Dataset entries
'''

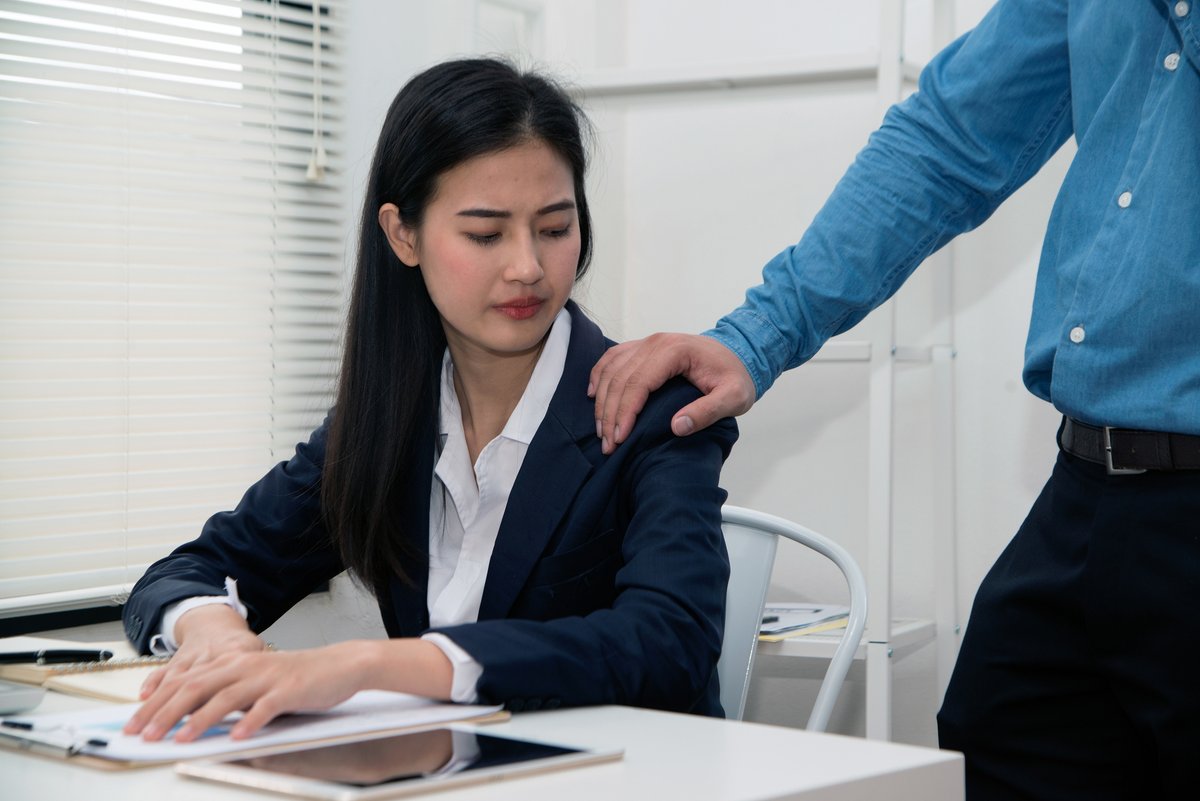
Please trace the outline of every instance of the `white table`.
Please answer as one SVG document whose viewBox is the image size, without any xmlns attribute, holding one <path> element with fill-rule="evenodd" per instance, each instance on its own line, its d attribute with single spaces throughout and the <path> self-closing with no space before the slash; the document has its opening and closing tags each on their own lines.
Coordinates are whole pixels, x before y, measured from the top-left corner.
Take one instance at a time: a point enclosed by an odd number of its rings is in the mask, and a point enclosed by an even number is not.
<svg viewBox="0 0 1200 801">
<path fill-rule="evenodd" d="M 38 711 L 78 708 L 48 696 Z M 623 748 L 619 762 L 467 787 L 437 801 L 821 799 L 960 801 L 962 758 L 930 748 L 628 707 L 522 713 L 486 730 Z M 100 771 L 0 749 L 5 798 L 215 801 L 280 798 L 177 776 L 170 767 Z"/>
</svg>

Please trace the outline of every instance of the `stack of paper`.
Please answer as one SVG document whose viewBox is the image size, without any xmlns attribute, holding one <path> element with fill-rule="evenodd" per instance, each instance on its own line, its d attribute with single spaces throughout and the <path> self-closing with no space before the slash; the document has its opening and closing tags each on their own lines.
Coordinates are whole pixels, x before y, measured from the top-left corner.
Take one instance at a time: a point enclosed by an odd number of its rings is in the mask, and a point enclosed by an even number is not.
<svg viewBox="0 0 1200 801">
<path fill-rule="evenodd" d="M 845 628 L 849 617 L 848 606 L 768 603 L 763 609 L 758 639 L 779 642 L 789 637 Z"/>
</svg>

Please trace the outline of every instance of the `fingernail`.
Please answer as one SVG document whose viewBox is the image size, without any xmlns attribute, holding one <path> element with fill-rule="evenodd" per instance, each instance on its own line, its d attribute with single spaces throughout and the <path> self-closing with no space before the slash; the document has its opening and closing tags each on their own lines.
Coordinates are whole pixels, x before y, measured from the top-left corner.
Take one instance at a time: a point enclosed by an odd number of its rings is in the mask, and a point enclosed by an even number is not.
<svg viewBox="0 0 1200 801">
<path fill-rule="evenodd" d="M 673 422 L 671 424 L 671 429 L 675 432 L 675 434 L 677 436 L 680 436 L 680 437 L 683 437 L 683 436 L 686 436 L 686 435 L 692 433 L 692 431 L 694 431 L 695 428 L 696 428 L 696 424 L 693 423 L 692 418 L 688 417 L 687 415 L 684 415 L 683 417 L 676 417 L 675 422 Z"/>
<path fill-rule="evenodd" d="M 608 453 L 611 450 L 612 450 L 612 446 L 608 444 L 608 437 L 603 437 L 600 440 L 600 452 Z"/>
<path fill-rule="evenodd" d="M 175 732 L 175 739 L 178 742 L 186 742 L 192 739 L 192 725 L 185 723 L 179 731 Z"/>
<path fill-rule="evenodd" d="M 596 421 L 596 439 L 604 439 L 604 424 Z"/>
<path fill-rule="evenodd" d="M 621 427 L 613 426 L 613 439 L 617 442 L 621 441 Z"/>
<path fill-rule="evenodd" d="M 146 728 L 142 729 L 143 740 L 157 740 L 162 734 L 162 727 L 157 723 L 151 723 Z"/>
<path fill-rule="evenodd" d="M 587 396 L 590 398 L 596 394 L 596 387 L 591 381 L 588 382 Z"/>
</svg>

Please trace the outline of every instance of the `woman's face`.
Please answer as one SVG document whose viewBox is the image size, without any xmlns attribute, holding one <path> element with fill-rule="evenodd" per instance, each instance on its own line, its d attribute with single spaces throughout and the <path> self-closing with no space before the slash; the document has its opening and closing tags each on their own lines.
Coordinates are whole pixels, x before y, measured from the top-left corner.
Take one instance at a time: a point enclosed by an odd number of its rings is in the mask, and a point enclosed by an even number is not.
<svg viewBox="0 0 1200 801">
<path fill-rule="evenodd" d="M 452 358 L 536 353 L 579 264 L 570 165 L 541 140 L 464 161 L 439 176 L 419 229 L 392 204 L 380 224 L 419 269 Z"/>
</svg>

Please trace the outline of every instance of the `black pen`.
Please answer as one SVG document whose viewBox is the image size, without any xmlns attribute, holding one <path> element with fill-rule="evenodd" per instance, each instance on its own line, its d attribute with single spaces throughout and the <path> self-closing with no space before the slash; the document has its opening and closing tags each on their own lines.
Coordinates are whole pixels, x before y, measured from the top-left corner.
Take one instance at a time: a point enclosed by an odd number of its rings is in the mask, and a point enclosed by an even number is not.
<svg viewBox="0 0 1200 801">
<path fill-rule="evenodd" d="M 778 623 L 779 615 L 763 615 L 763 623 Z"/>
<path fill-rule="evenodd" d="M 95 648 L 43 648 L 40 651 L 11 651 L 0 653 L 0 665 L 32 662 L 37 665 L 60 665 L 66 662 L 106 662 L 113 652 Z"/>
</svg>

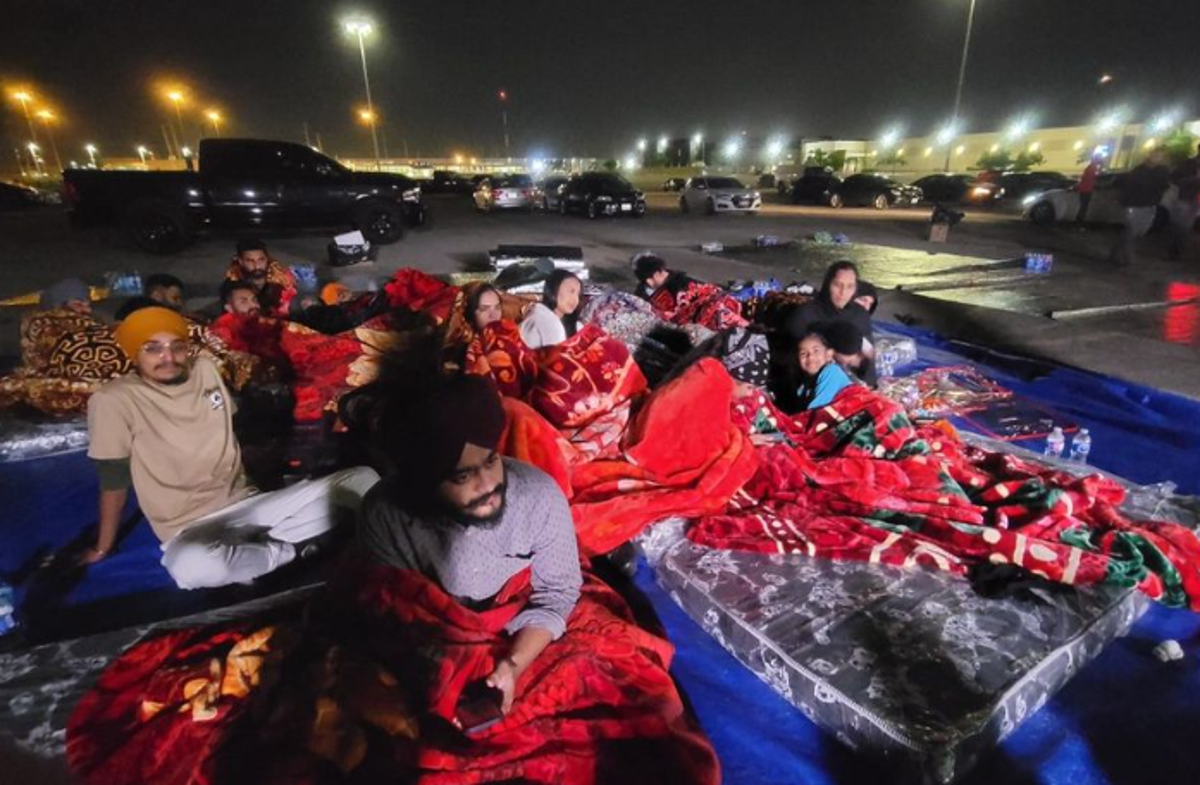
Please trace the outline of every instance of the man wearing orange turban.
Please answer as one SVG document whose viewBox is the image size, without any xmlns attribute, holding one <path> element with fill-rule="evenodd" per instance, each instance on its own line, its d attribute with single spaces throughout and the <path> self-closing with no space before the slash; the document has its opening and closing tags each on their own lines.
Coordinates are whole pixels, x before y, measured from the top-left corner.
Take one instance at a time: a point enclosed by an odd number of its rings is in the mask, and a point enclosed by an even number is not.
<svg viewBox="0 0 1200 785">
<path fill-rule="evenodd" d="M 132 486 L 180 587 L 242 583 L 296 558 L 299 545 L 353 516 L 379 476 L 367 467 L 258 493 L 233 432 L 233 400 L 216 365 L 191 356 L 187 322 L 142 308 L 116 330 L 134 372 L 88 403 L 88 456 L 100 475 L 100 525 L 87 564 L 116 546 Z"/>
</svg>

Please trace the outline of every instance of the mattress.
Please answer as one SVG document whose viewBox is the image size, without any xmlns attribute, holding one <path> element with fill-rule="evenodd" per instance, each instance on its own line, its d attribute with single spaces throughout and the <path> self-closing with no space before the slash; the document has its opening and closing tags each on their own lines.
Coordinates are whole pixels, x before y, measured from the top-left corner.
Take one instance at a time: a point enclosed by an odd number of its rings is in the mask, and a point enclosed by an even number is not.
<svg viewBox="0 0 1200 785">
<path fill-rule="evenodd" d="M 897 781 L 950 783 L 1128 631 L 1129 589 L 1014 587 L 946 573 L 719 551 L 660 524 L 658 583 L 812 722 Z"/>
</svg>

'''

> _Exercise_
Where an image appears in the data, skip it, and return the rest verbatim.

> _Output for this exercise_
Please trace the outline of every instance of the `white table`.
Please answer as one SVG document whose viewBox is the image size, without any xmlns attribute, holding one <path> element with fill-rule="evenodd" per instance, each instance on its own line, its d attribute with single spaces throughout and the <path> self-closing with no space before the slash; the document has its opening and closing tags each on their own lines.
Coordinates are whole pixels, x before y, measured from the top-left corner.
Take one instance at a time: a point enclosed by an odd number of its rings is in the mask, and a point enclosed by an even number is not.
<svg viewBox="0 0 1200 801">
<path fill-rule="evenodd" d="M 38 711 L 78 708 L 48 696 Z M 623 748 L 619 762 L 467 787 L 437 801 L 821 799 L 960 801 L 962 758 L 930 748 L 628 707 L 522 713 L 486 730 Z M 100 771 L 0 749 L 5 798 L 215 801 L 280 798 L 177 776 L 170 767 Z"/>
</svg>

Please trace the outline of every instance of the `stack of paper`.
Please answer as one SVG document whose viewBox is the image size, without any xmlns attribute, holding one <path> element with fill-rule="evenodd" per instance, each instance on its own line, its d attribute with single spaces throughout and the <path> self-closing with no space before the slash; the document has its opening and closing tags each on their own lines.
Coordinates are whole pixels, x before y, measured from the top-left corner.
Take one instance at a time: a point enclosed by an odd number of its rings is in the mask, and a point enclosed by an even number is not.
<svg viewBox="0 0 1200 801">
<path fill-rule="evenodd" d="M 845 628 L 849 617 L 848 606 L 768 603 L 763 609 L 758 639 L 779 642 L 789 637 Z"/>
</svg>

Please trace the outline of every instance of the `fingernail`.
Please answer as one SVG document whose viewBox is the image size, without any xmlns attribute, holding one <path> element with fill-rule="evenodd" per instance, each instance on its own line, its d attribute with single spaces throughout and the <path> self-closing with no space before the slash; the document has its opening and closing tags each on their own lines.
Coordinates are whole pixels, x before y, measured from the top-left corner.
Take one instance at a time: a point enclosed by an odd number of its rings is in the mask, and a point enclosed by an even number is not.
<svg viewBox="0 0 1200 801">
<path fill-rule="evenodd" d="M 673 422 L 671 424 L 671 429 L 675 432 L 675 434 L 677 436 L 680 436 L 680 437 L 683 437 L 683 436 L 686 436 L 686 435 L 692 433 L 692 431 L 694 431 L 695 428 L 696 428 L 696 424 L 693 423 L 692 418 L 688 417 L 687 415 L 684 415 L 683 417 L 676 417 L 675 422 Z"/>
<path fill-rule="evenodd" d="M 608 453 L 611 450 L 612 450 L 612 446 L 608 444 L 608 437 L 603 437 L 600 440 L 600 452 Z"/>
<path fill-rule="evenodd" d="M 175 732 L 175 739 L 178 742 L 186 742 L 192 739 L 192 725 L 185 723 L 179 731 Z"/>
<path fill-rule="evenodd" d="M 596 421 L 596 439 L 604 439 L 604 424 Z"/>
<path fill-rule="evenodd" d="M 621 427 L 613 426 L 613 439 L 617 442 L 621 441 Z"/>
<path fill-rule="evenodd" d="M 146 728 L 142 729 L 143 740 L 157 740 L 162 734 L 162 727 L 157 723 L 151 723 Z"/>
<path fill-rule="evenodd" d="M 587 396 L 590 398 L 596 394 L 596 387 L 591 381 L 588 382 Z"/>
</svg>

Please trace the outline of every instance of the `woman's face`.
Please answer as one SVG document whose viewBox is the image size, without any xmlns attribute, holding one <path> element with fill-rule="evenodd" per instance, each instance on its own line, its d attribute with single spaces throughout and the <path> self-closing with no space before the slash; the document has its opening and closing tags each on their own lines.
Coordinates are whole pixels, x before y, measured from the top-left corner.
Take one instance at a time: a point enclosed by an odd number of its rings is in the mask, and a point enclosed by an even number is not.
<svg viewBox="0 0 1200 801">
<path fill-rule="evenodd" d="M 452 358 L 536 353 L 579 264 L 570 165 L 541 140 L 464 161 L 439 176 L 419 229 L 392 204 L 380 224 L 419 269 Z"/>
</svg>

Please trace the outline of every instance of the `black pen`.
Please answer as one SVG document whose viewBox is the image size, without any xmlns attribute, holding one <path> element with fill-rule="evenodd" per instance, each instance on its own line, its d attribute with single spaces throughout and the <path> self-closing with no space before the slash; the document has its opening and closing tags each on their own lines.
Coordinates are whole pixels, x before y, measured from the top-left corner.
Take one instance at a time: a point enclosed by an odd number of its rings is in the mask, and a point enclosed by an even number is not.
<svg viewBox="0 0 1200 801">
<path fill-rule="evenodd" d="M 778 623 L 779 615 L 763 615 L 763 623 Z"/>
<path fill-rule="evenodd" d="M 95 648 L 43 648 L 40 651 L 11 651 L 0 653 L 0 665 L 32 662 L 37 665 L 60 665 L 66 662 L 106 662 L 113 652 Z"/>
</svg>

Please trace the outline of every instance of the man wearing orange turban.
Please answer as one SVG document whose viewBox is the image size, without any xmlns attribute, holding one <path> element with fill-rule="evenodd" per instance, each instance on its own line, its d attribute with single spaces throughout and the <path> self-closing with no space before the slash; the document has its opening and closing tags each on their own lines.
Coordinates are whole pixels, x before y, measured from the top-left corner.
Take one instance at a time: a point enclosed by an odd number of its rings is in the mask, and a point enclosed by an even number is not.
<svg viewBox="0 0 1200 785">
<path fill-rule="evenodd" d="M 132 486 L 180 587 L 242 583 L 296 558 L 299 545 L 353 516 L 379 476 L 367 467 L 258 493 L 233 432 L 233 400 L 216 365 L 191 356 L 187 322 L 142 308 L 116 330 L 134 372 L 88 403 L 88 456 L 100 475 L 100 525 L 87 564 L 116 546 Z"/>
</svg>

Please trace the outline of every instance of the mattress.
Please answer as one SVG document whose viewBox is the image size, without any xmlns attribute, holding one <path> element with fill-rule="evenodd" per instance, each instance on its own line, its d attribute with single spaces throughout and the <path> self-closing with no space before the slash; the document has its opening and closing tags each on their own lines.
Coordinates are whole pixels, x before y, measured from the top-left corner.
Take one instance at a time: a point enclosed by an odd number of its rings is in the mask, and a point enclosed by an even number is not.
<svg viewBox="0 0 1200 785">
<path fill-rule="evenodd" d="M 897 781 L 950 783 L 1128 631 L 1129 589 L 1014 587 L 946 573 L 719 551 L 660 524 L 658 583 L 812 722 Z"/>
</svg>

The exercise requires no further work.